PAGE
══════

U.S. Goodbye Tour 2018

Need an idea for how to make your international travel even more complicated than it already is? Well, here it is in two short steps:

  1. Decide to leave your trip open ended, and definitely don’t set a return date.

  2. Schedule a three state, two week goodbye tour during daylight savings time.

After months of preparation and planning, we’re finally ready to go. We’ve double- and triple-checked every piece of gear down to the last hair tie and milligram of ibuprofen. We’ve taken three flights so far and leave tomorrow for the final leg of the journey to Cape Reinga and the start of the trail.

Our first international adventure has certainly been a learning experience already. We decided early on that after flying around the world, we didn’t want to be forced to rush home once we’d finished the trail. And although this has admittedly made preparations a hundred times more complicated, there’s nothing in the world I’d exchange for the feeling of total freedom that comes from not knowing what’s next and not having to decide.

One of the best things about thru-hiking is that it’s a world of “Sure… why not?!” You meet someone and soon you’re picking strawberries for their wedding guests or drinking root beer floats in the middle of the wilderness or watching the world cup in an RV with 30 strangers or dancing until dawn at a pre-Burn festival you didn’t know existed. Sometimes not having a plan just means you’re open to whatever the world throws at you. And we’re pretty hungry to experience that freedom again.

══════

DIRECTIVES
- a) Count the lines in the entries below that contain the word "white", and reply with the number alone.
- b) Go on with the travel post about leaving for the trail, picking up after its final sentence.

══════

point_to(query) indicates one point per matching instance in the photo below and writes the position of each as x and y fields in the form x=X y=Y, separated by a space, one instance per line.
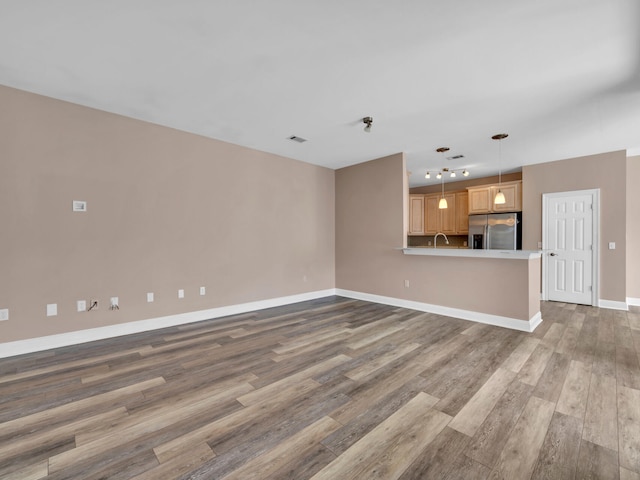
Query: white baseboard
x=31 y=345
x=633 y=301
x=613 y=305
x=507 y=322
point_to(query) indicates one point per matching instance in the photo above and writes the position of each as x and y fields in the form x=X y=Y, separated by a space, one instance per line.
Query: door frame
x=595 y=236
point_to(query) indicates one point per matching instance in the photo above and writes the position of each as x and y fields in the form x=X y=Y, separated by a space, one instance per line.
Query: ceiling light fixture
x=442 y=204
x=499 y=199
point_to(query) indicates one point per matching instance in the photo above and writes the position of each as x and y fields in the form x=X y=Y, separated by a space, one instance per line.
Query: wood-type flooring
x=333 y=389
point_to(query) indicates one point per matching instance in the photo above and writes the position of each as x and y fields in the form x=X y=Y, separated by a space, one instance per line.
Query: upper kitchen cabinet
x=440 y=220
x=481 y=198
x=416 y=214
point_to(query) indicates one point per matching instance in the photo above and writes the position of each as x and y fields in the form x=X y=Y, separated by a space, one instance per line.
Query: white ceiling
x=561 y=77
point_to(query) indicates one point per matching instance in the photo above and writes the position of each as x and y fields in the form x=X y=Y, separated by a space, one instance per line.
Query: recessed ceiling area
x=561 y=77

══════

TASK-BY-TASK RESULTS
- a) 2

- b)
Without an end date or a return flight, we did have to close up shop on our lives in Boulder. We quit our jobs, sold our car, and drove all of the rest of our worldly possessions to St. Louis with the help of Jonathan’s family (huge thank you to Vicki, Rose, and Victor for all of your help!). Everything we didn’t absolutely need we sold, gave away, or threw out. We had a whole lot of random loose ends to tie up, too: student loans, car insurance, health insurance, streaming subscriptions, phone services, and more. I swear, there’s no better way to declutter your house or your finances.

But the tour? I’m not even going to try to justify the tour.

Some nut job thought it’d be a fun idea to fly from Boulder to Vermont to St. Louis to Houston before taking a 15-hour direct flight to Auckland. So, for two weeks, we’ve been hauling our stuff around the country, saying goodbye to friends and family. And while it has had some amazing highlights, two straight weeks of social time (4, if you count our last two weeks in Boulder) is more than we normally get in a year. We’re exhausted!

Thank you so, so much to everyone who made the tour worth it.

And now, wish us luck and bon voyage! We’ll be offline until we get our New Zealand phone plans up and running. Meanwhile, you can check our our final gear lists or read a review of the tent we’re taking with us. We’ll be posting reviews of all of the gear we’re using, but if there’s something you’re curious about, let us know!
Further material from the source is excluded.